WORK INSTRUCTIONS: The data must be copied over exactly and in full.

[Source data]
[Start of Attachment]

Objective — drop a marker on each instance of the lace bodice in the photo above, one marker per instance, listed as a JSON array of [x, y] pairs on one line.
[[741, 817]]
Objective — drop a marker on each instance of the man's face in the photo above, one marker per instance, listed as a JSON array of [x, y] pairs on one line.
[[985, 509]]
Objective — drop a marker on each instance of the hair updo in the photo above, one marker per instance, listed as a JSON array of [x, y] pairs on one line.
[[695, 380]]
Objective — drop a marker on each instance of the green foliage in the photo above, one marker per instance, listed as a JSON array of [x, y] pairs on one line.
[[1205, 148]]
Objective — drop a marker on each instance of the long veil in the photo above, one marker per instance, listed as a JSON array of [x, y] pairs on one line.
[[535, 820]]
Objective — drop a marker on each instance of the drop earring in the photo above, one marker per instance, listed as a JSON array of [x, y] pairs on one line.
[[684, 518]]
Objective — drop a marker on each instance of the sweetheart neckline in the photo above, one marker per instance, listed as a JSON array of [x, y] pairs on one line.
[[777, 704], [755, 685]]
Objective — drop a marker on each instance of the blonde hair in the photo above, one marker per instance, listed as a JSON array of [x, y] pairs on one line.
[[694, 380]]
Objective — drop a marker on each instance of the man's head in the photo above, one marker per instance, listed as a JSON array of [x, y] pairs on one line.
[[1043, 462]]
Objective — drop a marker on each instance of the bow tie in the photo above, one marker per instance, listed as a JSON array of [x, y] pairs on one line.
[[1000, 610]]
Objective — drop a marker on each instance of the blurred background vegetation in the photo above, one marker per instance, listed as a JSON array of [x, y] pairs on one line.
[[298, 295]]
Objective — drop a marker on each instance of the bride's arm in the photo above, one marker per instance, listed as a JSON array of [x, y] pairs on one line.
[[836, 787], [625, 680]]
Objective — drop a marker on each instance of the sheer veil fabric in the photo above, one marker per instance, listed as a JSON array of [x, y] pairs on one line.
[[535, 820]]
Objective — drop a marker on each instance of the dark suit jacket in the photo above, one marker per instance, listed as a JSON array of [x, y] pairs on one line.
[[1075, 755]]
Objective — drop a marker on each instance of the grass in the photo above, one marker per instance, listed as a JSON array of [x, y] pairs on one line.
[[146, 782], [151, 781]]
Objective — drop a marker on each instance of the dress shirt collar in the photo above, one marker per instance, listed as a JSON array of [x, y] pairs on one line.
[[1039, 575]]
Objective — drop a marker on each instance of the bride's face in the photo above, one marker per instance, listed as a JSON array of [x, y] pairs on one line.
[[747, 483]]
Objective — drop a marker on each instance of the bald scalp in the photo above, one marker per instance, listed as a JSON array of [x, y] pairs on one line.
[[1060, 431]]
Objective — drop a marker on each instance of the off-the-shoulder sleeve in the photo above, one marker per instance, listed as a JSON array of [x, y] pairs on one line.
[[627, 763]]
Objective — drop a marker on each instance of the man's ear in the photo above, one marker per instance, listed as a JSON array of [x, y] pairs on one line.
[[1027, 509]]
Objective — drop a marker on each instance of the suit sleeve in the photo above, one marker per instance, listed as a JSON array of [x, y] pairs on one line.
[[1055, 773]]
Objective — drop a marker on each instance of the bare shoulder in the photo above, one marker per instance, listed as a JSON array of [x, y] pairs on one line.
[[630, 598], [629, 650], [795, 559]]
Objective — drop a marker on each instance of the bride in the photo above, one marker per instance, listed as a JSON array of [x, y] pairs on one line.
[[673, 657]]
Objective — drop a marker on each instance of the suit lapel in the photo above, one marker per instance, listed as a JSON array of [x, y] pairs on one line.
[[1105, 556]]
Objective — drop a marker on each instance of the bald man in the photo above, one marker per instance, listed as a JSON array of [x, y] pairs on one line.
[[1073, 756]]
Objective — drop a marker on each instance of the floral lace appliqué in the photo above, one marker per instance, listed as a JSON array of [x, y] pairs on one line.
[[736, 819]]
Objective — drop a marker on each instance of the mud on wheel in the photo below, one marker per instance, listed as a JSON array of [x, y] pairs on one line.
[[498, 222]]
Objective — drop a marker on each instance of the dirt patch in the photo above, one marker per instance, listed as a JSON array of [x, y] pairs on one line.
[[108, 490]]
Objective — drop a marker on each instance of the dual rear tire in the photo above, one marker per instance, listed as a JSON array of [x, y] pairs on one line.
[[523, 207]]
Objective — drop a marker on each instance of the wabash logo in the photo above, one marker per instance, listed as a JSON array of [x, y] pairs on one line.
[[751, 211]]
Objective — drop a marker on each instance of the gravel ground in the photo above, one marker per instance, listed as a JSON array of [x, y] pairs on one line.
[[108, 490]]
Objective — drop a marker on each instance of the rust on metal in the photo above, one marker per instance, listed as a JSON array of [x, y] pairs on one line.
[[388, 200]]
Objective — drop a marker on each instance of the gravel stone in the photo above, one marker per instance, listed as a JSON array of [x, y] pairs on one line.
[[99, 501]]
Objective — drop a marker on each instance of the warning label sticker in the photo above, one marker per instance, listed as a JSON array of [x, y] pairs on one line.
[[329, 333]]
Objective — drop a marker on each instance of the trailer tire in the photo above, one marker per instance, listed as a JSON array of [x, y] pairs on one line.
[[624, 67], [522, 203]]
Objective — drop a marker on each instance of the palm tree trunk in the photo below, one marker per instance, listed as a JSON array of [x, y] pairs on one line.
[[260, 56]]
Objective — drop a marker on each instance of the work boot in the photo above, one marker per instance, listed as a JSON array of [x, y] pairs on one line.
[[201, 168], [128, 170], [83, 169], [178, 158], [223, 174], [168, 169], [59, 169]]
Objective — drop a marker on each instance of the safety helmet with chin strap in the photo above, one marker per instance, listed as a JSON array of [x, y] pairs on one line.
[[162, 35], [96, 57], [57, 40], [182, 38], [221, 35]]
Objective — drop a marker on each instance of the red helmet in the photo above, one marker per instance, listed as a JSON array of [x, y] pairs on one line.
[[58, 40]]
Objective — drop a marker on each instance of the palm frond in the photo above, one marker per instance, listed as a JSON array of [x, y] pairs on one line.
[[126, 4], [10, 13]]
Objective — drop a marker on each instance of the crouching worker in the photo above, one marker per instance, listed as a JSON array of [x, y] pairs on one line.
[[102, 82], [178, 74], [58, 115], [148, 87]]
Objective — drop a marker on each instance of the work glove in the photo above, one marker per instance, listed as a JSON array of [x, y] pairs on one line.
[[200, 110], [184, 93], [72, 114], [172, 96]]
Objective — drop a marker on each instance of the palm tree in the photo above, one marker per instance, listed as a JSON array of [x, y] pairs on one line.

[End of Attachment]

EXERCISE SOLUTION:
Objective — drop a marker on each instance of the lace bodice in the photo above, one marker per instance, listed as a JSON array of [x, y] pairs on one line.
[[741, 817]]
Objective — drop a marker on each instance of the man's face in the photo above, one marker per instance, listed as a JSON array of [x, y] pairs on one line.
[[985, 509]]
Objective — drop a marker on each instance of the hair updo in the photo above, one marker per instance, listed as a JSON array of [x, y] pairs on one line.
[[695, 380]]
Objective — drop a marker on each instance of the green foliage in the photo above, one marker per instance, listed as a JSON array of [x, y] pairs on one line.
[[1205, 148]]
Objective — drop a marker on each instance of the long veil in the photo above, one marker per instance, listed as a JSON array of [x, y] pairs on one line.
[[535, 820]]
Objective — drop a marker on each instance of the drop earring in the photo above, one marker per instance, listed as a JSON array of [x, y] pairs on one line.
[[684, 518]]
Objective — drop a marker on each instance of the sweetheart neckline in the photo above, one marker per instance, listed as a JSON array of [x, y] pairs on one line.
[[777, 704], [755, 685]]
Objective — drop a marker on each instance of the blonde hair in the photo above, one marker per instance, listed as a JSON array of [x, y] pairs on one line.
[[694, 380]]
Objective — drop a marker on each instance of the man's head in the photo above, one marker per instance, listed as a JSON array of [x, y] pairs on one line.
[[1043, 462]]
Objective — drop a marker on each instance of the bow tie in the photo above, one marker per instance, listed as a JSON array of [x, y] pairs on one line.
[[1000, 610]]
Objective — drop a marker on each instance of the blurred background vegetation in the photo above, one marker per instance, listed as a JSON array of [x, y] pairs on one line.
[[298, 295]]
Objective — drop a marker on each instance of the bride's arm in the photo above, one marker per instance, listed as a JSON array of [x, y] pairs on one line.
[[836, 787], [625, 680]]
Objective — drop a marker on each instance of the sheer veil fabric in the photo above, one marker per instance, listed as a JSON array of [x, y] pairs on one line.
[[535, 820]]
Objective — drop a marker on each instance of the dark suit jacket in the photo above, one marker per instance, listed as a JSON array of [x, y] pairs on one line.
[[1075, 755]]
Objective — drop a marker on each instance of the grass in the photo above, one marker per instance, listed as a JSON array of [x, y] pairs on one line.
[[146, 782], [151, 781]]
Objective — drop a marker on each instance of the dress shirt collar in the photo above, one marker per instance, listed as a JSON array of [x, y] pairs on one line.
[[1039, 575]]
Objective — drop a marker on each instance of the bride's face in the photo above, one marker per instance, listed as a JSON array of [x, y] pairs on one line.
[[747, 483]]
Objective — drop a marker on each instance of the bald scalp in the photo above, one marker per instance, listed as a JSON array of [x, y] pairs on one line.
[[1060, 431]]
Objective — drop a marker on each instance of the off-the-shoulder sleeve in the photo above, one marker per instance, listed as a JSON array of [x, y] pairs on one line.
[[627, 763]]
Objective — drop a marker on each instance of the man's ear in the photo above, one marker per instance, listed as a JSON array of [x, y] pairs on one line.
[[1027, 509]]
Objective — drop a marker on each instance of the suit sleeve in the photo above, one marker per instance, listed as a JSON array of [x, y] pairs on one line.
[[1055, 773]]
Objective — drop a marker on each instance of the bare shoulder in the photo above, one marker per instance, listed as a JSON array of [x, y] pairs on one line.
[[630, 598], [629, 650], [795, 559]]
Objective — drop a marker on each instance of the bride in the photo above, one marker per instance, listed as a JSON array of [x, y] pairs on one line.
[[673, 657]]
Objective — drop a marker on each instance of the suit lapel in the photo above, one marker per instance, listed as a JSON array of [x, y] pairs on one line.
[[1105, 556]]
Objective — drop a marker on each instance of the bald man in the photo above, one marker per instance, listed as a JSON array of [x, y] pairs on one line.
[[1073, 756]]
Objective — drop a marker on each instance of the floral lace appliqué in the photo above, one marker per instance, listed as a JSON array of [x, y] pairs on one line.
[[736, 819]]
Objective — drop a marker on each instance of the mud on wheel in the photo below, one marker per instance, listed as a JSON array of [x, y] pairs on one line.
[[498, 222]]
Objective — drop a marker on each instance of the dirt patch in the photo above, one marker per instance, listed as a JSON array of [x, y] pairs on one line.
[[108, 490]]
Objective — drop a marker on each instance of the dual rear tire in the photo above, one marker per instance, listed as a JSON array of [x, y] pairs on one line.
[[523, 207]]
Objective — drop a marker on each instance of the wabash logo in the photo above, one marker per instance, listed as a JSON array of [x, y] pairs on one line.
[[751, 211]]
Objective — drop a marker on each instance of the gravel ground in the photo above, one marker per instance, listed as a JSON array of [x, y] pairs on one line.
[[108, 490]]
Objective — drop a marker on each instance of the rust on metal in the photo above, one marker per instance, listed as a JSON array of [x, y] pairs on one line.
[[388, 200]]
Objective — drop a marker on each instance of the gravel stone in the photo above, one marker per instance, listed as a JSON array of [x, y] pairs on one line.
[[99, 501]]
Objective — drop a marker on each instance of the warning label sticker in the photo above, one marker per instance, listed as a JSON array of [x, y] pairs on one line.
[[329, 333]]
Objective — drop a marker on each instance of the trailer tire in the photo above, one marker per instance, listed as a JSON array of [x, y] pairs on one line.
[[624, 67], [522, 203]]
Objective — drop a marker on each instance of the palm tree trunk in the photo below, one marker per instance, listed as a JSON array of [x, y] pairs on one line.
[[260, 56]]
Objective — drop a marker on each instance of the work boot in the photo above, one marker per instance, listed as a JSON array of [x, y] pairs on one line.
[[201, 168], [128, 170], [83, 169], [178, 158], [223, 174], [168, 169], [59, 169]]
Objective — drop a marker on each instance of the safety helmet with chin strap in the photo above, one marker per instance, listed as a JSON array of [x, y] pairs on one line.
[[162, 35], [96, 57], [57, 40], [182, 38], [221, 35]]
Objective — drop a marker on each instance of the red helmet in the photo above, one marker per instance, listed as a JSON array of [x, y] pairs on one line.
[[58, 40]]
Objective — drop a marker on each instance of the palm frond in the photo above, one marker per instance, listed as a JSON array of [x, y] pairs on one line.
[[126, 4], [10, 13]]
Objective — drop a marker on each instance of the crouching worker in the photo above, one marker per instance, listed as a JSON array of [x, y] pairs on one line.
[[102, 82], [178, 74], [58, 115], [148, 87]]
Objective — drop a marker on each instance of the work glove in the photo above, one marker per instance, listed as a JSON array of [x, y] pairs on one line.
[[200, 110], [184, 93], [72, 114], [172, 96]]
Objective — drop a marker on each instance of the palm tree in the photo above, one marker per instance, listed as a JSON array of [x, y] pairs on one line.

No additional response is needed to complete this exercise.